-- START OF PROVIDED DATA --

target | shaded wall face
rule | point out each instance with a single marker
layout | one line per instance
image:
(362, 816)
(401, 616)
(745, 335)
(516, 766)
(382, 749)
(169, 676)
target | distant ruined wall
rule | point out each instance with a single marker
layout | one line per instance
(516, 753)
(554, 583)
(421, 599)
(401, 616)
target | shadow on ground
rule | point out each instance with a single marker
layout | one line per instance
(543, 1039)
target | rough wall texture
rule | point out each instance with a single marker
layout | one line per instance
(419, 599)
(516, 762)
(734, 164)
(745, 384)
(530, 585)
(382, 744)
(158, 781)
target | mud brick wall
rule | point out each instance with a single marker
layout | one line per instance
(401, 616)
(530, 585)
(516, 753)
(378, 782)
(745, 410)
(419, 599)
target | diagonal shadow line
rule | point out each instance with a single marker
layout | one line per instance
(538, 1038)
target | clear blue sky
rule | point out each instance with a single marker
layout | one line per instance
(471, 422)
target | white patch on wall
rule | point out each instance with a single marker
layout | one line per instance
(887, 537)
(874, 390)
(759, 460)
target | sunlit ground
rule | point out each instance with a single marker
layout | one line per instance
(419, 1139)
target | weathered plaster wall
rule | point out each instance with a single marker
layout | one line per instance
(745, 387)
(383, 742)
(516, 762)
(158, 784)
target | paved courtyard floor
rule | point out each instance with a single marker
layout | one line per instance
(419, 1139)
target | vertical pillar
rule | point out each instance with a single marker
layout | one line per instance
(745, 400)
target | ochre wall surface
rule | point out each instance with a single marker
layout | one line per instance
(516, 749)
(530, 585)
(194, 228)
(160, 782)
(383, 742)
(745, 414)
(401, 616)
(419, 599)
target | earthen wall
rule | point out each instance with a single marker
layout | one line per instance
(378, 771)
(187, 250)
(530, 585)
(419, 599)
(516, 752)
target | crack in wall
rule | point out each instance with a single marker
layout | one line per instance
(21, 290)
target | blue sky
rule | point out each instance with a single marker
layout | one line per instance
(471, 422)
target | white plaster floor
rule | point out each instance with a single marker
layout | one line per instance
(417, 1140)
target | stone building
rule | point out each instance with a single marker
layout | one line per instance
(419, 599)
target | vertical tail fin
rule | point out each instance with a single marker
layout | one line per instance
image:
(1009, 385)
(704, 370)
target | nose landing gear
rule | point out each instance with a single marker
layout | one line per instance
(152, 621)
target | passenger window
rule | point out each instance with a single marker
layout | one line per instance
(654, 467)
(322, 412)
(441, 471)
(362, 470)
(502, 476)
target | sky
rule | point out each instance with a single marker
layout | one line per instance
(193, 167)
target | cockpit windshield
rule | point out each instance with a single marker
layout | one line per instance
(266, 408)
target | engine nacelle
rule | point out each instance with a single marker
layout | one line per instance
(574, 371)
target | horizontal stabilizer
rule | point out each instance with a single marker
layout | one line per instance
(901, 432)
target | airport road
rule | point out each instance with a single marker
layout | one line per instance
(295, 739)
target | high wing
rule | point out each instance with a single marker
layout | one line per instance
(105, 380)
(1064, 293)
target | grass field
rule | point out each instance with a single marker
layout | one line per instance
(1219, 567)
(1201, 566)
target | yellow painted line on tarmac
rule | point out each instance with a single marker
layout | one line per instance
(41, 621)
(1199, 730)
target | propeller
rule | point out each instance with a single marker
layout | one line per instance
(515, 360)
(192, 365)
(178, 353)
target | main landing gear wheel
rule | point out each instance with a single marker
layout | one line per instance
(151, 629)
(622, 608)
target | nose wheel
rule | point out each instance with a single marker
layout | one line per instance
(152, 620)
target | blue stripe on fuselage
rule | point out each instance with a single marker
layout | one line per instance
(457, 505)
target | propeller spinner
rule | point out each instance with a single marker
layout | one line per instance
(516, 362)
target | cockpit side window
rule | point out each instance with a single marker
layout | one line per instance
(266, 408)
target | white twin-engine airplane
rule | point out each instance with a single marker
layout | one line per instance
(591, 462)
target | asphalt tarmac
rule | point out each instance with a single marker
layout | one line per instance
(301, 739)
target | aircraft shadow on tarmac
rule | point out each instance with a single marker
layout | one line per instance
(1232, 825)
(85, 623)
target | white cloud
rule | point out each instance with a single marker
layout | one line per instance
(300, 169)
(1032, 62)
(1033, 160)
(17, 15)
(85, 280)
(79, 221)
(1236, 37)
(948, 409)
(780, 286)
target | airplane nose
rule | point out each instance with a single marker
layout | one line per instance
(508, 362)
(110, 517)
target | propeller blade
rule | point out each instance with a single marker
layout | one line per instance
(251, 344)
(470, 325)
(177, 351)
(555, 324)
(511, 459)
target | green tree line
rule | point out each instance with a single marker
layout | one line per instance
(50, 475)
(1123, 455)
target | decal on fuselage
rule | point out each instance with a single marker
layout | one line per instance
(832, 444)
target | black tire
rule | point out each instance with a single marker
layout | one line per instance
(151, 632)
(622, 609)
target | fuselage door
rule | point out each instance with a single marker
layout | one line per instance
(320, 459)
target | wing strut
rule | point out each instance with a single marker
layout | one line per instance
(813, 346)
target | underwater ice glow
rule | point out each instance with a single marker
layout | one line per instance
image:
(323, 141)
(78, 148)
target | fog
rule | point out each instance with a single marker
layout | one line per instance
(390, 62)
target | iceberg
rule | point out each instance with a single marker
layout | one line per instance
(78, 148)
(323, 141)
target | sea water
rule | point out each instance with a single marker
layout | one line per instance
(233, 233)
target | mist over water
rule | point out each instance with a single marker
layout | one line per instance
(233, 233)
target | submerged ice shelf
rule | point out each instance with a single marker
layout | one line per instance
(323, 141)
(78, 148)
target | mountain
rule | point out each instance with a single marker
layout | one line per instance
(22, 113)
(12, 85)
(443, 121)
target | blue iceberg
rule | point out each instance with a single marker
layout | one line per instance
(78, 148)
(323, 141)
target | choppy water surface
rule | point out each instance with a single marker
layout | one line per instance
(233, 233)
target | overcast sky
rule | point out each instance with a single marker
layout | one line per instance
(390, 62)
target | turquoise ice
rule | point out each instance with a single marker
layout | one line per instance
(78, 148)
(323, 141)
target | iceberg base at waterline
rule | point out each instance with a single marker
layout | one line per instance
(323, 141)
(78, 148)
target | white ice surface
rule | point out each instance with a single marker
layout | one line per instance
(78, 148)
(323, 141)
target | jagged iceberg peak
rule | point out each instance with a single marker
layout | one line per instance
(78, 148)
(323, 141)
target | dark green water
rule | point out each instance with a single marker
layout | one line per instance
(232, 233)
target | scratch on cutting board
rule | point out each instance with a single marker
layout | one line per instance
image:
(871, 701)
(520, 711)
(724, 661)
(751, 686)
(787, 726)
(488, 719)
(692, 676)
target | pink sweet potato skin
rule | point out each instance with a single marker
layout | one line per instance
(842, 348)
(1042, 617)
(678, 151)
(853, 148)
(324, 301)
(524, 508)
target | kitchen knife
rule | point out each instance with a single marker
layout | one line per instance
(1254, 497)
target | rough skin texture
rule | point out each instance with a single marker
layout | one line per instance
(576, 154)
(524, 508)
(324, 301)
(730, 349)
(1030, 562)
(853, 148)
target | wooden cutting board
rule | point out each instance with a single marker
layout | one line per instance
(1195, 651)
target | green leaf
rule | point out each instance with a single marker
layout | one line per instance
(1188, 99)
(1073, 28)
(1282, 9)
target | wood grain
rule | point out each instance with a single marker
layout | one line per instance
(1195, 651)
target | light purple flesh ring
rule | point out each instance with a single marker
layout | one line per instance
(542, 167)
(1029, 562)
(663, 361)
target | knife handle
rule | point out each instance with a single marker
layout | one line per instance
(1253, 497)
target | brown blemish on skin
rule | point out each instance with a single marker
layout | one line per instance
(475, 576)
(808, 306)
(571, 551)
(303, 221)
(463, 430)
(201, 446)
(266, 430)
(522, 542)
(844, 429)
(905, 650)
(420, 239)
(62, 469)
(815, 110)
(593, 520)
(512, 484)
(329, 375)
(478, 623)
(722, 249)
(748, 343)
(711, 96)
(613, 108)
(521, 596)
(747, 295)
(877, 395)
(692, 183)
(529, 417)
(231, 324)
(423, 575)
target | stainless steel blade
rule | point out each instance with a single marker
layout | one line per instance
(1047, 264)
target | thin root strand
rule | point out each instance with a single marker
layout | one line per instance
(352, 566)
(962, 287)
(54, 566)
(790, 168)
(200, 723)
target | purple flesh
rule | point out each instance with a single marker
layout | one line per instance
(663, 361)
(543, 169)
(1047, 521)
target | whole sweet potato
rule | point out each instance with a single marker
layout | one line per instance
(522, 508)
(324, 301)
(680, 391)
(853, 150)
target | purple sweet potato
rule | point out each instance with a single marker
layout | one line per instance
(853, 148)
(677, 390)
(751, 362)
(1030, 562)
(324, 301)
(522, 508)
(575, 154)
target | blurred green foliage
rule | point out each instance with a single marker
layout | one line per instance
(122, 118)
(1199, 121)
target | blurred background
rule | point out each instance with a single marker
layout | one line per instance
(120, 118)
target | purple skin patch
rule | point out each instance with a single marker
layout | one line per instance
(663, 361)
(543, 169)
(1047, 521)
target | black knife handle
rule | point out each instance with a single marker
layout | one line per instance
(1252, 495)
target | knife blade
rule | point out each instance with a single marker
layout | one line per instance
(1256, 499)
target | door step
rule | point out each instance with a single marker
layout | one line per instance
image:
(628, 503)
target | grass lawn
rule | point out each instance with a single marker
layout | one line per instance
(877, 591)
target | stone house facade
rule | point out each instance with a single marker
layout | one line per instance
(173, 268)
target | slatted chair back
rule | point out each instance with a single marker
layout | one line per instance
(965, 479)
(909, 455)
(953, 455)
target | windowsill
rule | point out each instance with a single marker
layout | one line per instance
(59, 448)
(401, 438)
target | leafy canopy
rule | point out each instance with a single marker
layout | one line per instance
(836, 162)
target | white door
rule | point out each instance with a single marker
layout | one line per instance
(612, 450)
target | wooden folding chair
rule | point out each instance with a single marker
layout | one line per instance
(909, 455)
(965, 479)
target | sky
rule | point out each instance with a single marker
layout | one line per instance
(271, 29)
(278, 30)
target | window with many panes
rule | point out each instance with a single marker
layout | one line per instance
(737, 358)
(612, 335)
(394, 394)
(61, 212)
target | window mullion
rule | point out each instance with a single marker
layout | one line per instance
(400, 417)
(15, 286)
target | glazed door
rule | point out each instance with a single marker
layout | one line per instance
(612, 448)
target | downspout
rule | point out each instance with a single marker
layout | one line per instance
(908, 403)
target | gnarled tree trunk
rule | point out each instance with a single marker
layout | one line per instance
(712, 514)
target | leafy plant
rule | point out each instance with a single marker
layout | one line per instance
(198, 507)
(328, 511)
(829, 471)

-- END OF PROVIDED DATA --

Output the lines from the line containing "target | stone house facade" to the end, both included; add nothing.

EXPECTED ANSWER:
target | stone house facade
rule | point out each instance with a single marker
layout | one line per instance
(173, 268)
target | slatted chair back
rule | point out each instance with a single marker
layout | one line per instance
(965, 479)
(909, 455)
(953, 455)
target | windowsill
rule | point out each instance with a single marker
layout | one line per instance
(59, 448)
(401, 438)
target | leafy canopy
rule | point out each instance with a single marker
layout | one line per instance
(836, 162)
target | white door
rule | point out each instance with a single marker
layout | one line per instance
(612, 450)
target | wooden folding chair
rule | point out each instance with a single marker
layout | one line per instance
(909, 455)
(965, 479)
target | sky
rule | point out each instance with a single marker
layout | one line per instance
(271, 29)
(278, 30)
target | window with many panes
rule | point out each instance with a single marker
layout | one line per instance
(737, 358)
(612, 335)
(394, 394)
(61, 212)
target | window mullion
rule | point out each instance with a single marker
layout | one line per instance
(400, 417)
(15, 286)
target | glazed door
rule | point out each instance with a single marker
layout | one line per instance
(612, 448)
target | downspout
rule | point out each instance with a single marker
layout | one line per instance
(908, 403)
target | gnarled tree trunk
rule | point out each instance with a single marker
layout | one line per instance
(712, 514)
target | leafy plant
rule | point out each instance with a single marker
layout | one line per instance
(198, 507)
(328, 511)
(829, 471)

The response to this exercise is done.